— START OF EXCERPT TO READ —

Drip emitters come in all sorts of configurations from basic drip, and bubblers to misters and even mini rainjet type things. They have draws in a range something like .5 to 12 Gallons per Hour (GPH). There are self cleaning types and versions that compensate for pressure along long pipe runs. Most of the designs I did were with simple drip emitters in the 1-4 GPH range. I did use some 1-2GPH misters for plants like azaleas that liked their leaves moistened. I started using it during Northern California water rationing when working as a landscape designer. I never stopped and put most designs I did on drip systems except for turf areas. Clients loved it too. 

Drip components are easy to install and are inexpensive. Some legacy irrigation valves may not work with the low flow rate but they are not expensive either. Some timers may not allow long enough watering cycles but you can usually set them to repeat. 

You should shop at an irrigation supply outlet or online for best selection. Box stores have limited options and of course cheap quality emitters. I guess you could get the tubing from them. 

You can also add things like fertilizer injectors to drip irrigation systems. Installing the emitters is a matter of using a punch and inserter for the type emitter you buy. Punch a hole. Plug it with an emmitter. It does not get much easier? You do want to make sure you put a filter on drip lines.

— END OF EXCERPT TO READ —
— START OF RECORDS TO USE —

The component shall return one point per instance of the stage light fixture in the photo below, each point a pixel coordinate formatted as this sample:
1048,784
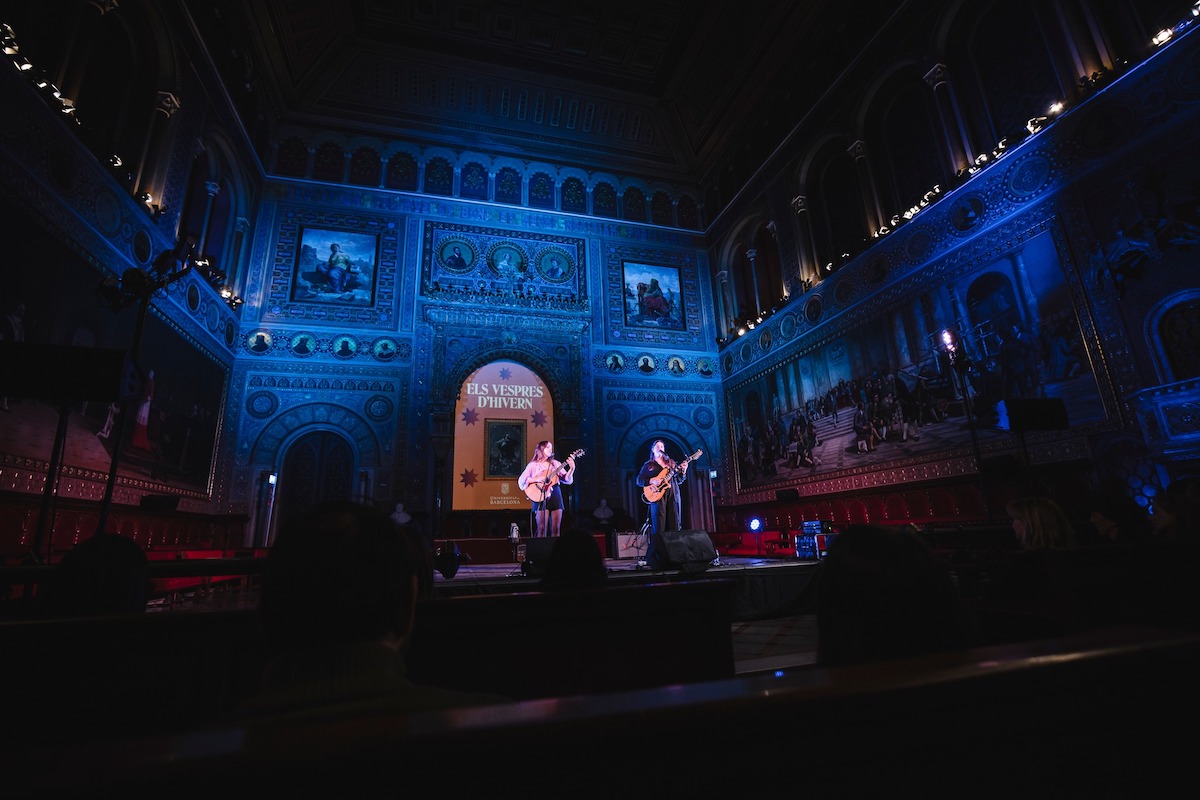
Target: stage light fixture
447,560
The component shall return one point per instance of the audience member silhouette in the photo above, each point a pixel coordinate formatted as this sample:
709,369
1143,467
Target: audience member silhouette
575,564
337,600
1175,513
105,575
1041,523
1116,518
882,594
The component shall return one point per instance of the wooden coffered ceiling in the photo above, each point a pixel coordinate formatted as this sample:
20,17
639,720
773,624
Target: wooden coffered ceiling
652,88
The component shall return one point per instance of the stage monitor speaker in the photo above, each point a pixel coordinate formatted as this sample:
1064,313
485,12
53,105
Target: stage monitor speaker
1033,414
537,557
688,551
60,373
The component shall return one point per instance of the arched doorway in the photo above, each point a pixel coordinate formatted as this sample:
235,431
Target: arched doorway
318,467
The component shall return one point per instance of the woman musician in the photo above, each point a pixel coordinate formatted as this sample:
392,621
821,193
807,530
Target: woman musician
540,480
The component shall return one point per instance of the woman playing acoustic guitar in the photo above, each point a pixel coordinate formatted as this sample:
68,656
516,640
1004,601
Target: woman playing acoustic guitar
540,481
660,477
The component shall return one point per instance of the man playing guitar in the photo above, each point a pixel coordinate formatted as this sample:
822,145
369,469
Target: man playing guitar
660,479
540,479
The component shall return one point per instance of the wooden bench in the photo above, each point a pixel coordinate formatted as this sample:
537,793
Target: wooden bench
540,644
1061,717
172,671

— END OF RECORDS TO USE —

WHAT THIS EXERCISE ASKS:
A - Retype the passage on drip irrigation, beginning at the words "You should shop" and stopping after "tubing from them.".
B - Rename "wooden bench" to "church pew" in the entries, beginning at the line that has "the wooden bench" and stopping after the last line of the entries. Give back only those lines, otherwise unchanged.

ANSWER LIST:
A -
You should shop at an irrigation supply outlet or online for best selection. Box stores have limited options and of course cheap quality emitters. I guess you could get the tubing from them.

B -
The component shall return one point per instance of the church pew in the photo above, each point a pixel coordinate formatted as this sample:
537,793
Target: church pew
540,644
1061,717
172,671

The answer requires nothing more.